/---
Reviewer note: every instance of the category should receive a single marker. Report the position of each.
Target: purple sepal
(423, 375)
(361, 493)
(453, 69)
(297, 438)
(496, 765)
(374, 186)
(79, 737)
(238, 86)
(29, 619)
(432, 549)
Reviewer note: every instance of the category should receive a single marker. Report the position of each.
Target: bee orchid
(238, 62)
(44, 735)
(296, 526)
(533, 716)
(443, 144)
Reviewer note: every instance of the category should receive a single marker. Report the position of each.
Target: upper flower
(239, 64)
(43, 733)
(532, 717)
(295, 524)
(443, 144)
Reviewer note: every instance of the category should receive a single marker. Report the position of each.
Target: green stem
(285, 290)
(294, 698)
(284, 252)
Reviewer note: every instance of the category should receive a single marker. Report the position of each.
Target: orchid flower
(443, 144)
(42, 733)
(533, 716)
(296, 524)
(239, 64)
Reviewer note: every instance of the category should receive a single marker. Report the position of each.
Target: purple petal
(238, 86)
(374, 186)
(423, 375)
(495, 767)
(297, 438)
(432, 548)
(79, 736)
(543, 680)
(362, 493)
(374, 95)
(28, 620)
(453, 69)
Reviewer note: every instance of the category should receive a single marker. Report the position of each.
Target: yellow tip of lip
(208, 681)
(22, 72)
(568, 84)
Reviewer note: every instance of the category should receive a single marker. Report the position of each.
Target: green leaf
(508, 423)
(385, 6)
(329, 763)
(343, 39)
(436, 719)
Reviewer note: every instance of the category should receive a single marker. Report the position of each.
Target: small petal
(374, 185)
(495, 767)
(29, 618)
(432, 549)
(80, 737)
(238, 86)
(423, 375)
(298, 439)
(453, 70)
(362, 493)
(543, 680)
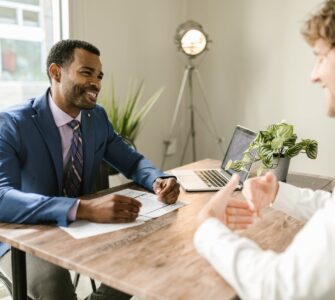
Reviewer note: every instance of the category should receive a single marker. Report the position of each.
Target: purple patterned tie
(74, 167)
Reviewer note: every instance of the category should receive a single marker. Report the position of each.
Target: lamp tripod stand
(190, 70)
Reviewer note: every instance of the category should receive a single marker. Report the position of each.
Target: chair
(8, 285)
(76, 281)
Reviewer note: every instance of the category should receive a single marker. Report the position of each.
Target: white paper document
(151, 208)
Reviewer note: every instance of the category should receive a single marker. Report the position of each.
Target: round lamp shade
(191, 39)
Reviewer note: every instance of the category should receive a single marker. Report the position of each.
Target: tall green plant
(125, 115)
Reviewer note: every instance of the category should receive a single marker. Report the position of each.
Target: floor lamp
(192, 41)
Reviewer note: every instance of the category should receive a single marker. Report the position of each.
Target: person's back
(306, 269)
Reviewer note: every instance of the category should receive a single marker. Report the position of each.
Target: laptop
(214, 179)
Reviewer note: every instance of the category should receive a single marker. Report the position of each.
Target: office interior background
(256, 71)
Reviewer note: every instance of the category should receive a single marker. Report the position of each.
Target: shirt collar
(61, 118)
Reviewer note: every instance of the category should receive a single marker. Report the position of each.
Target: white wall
(256, 72)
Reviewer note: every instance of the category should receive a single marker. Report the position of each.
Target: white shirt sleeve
(300, 203)
(306, 270)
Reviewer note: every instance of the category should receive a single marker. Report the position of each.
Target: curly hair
(62, 53)
(321, 25)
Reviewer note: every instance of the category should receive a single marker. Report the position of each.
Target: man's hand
(110, 208)
(216, 207)
(260, 191)
(167, 189)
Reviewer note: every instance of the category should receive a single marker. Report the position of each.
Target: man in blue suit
(35, 149)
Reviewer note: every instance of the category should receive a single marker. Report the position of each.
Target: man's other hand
(216, 206)
(260, 191)
(111, 208)
(167, 189)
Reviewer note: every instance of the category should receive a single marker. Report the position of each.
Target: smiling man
(51, 147)
(306, 269)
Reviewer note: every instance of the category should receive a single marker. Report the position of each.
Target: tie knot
(74, 124)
\---
- **WHAT THE TASK REQUIRES**
Reproduce every line above word for word; no images.

- **RESPONSE BOX**
Reviewer note: every instance of the category should receive a single marker. Report the position of each.
Target: purple sepal
(423, 375)
(361, 493)
(453, 69)
(297, 438)
(496, 765)
(374, 186)
(79, 737)
(238, 86)
(29, 619)
(432, 549)
Reviewer note: every instance of the category should receive a single marker. Report the position of each.
Target: bee orchid
(238, 62)
(44, 735)
(296, 526)
(533, 716)
(443, 144)
Reviewer note: every instance of the category should receive a single marker. Report the position of each.
Target: upper flower
(239, 64)
(43, 733)
(532, 717)
(295, 524)
(443, 144)
Reviewer note: every instance of the category should receive a single marker. Report the position of each.
Target: green stem
(285, 290)
(294, 698)
(284, 252)
Reviewer note: every instance of the category should receive a single marker. Report the position of each.
Target: orchid flower
(443, 144)
(42, 733)
(533, 716)
(296, 524)
(239, 64)
Reviewer note: every instance of the category should receive a single marker. Report the position of each.
Target: purple petal
(238, 86)
(374, 186)
(423, 375)
(495, 767)
(297, 438)
(432, 548)
(79, 736)
(543, 680)
(362, 493)
(374, 95)
(28, 620)
(453, 69)
Reviewer note: every instance of the category should receive a single marker. Report the position of each.
Target: yellow tip of lip
(208, 681)
(22, 72)
(568, 84)
Reviewer note: every instance of the category should receive a single marker. Report the position of each.
Target: green leaf
(508, 423)
(385, 6)
(329, 763)
(343, 39)
(436, 719)
Reviewer note: every instance of the category should receive a single marker. Report the position of each.
Target: small petal
(374, 185)
(495, 767)
(29, 618)
(432, 549)
(80, 737)
(238, 86)
(423, 375)
(298, 439)
(453, 70)
(362, 493)
(543, 680)
Reviewer note: every instance of the category should receive a single marker. Report the position of each.
Target: purple patterned tie
(74, 167)
Reviewer note: every instance of the category should receive a single marker. Report the position of each.
Target: lamp tripod stand
(190, 70)
Reviewer note: every instance of the category should receive a single marker. Report the position of each.
Target: chair
(8, 285)
(76, 281)
Reviewer note: every instance of the category should receive a single marker. Report the position of each.
Target: white paper document
(151, 208)
Reviewer note: every instance of the category should receive a single marker. Report the position of each.
Target: round lamp shade
(191, 39)
Reviewer note: every instance of the category should receive a single marker. Report the position of each.
Target: tall green plant
(125, 115)
Reviewer note: every instance of the category should receive a single marker. Report the position of each.
Target: floor lamp
(192, 41)
Reviewer note: every instance of the category should receive a single marker. Report the position of each.
Target: person's back
(306, 269)
Reviewer note: every instance of the category should receive a single marker. Report the position of each.
Target: laptop
(214, 179)
Reviewer note: every instance of the category should receive a single marker. Report the position of each.
Target: office interior background
(256, 71)
Reviewer note: every instance of the category should receive a single marker. Report the position of each.
Target: shirt collar
(61, 118)
Reviewer note: every instance of the category should receive a single marker. Report the position of each.
Target: white wall
(256, 72)
Reviewer note: every instance of the category should receive a single marker. Report the position of each.
Target: white shirt sleeve
(300, 203)
(306, 270)
Reviewer note: every instance of the category should receive a single marker. Report the position of each.
Target: curly hair
(62, 53)
(321, 25)
Reviewer note: every instance of the category should receive a single marker. Report the position of each.
Target: man's hand
(110, 208)
(216, 207)
(260, 191)
(167, 189)
Reviewer note: every instance of the category should receive a single marker. Report the position of each.
Target: man in blue suit
(35, 149)
Reviewer note: every instance of the category should receive a single marker. Report the position of each.
Target: man's other hand
(216, 206)
(260, 191)
(111, 208)
(167, 189)
Reviewer note: every instance of the category should receive a single marker. Report the position of each.
Target: smiling man
(51, 147)
(306, 269)
Reviewer note: every instance of the category should receive a single marker. Report the position of each.
Target: tie knot
(74, 124)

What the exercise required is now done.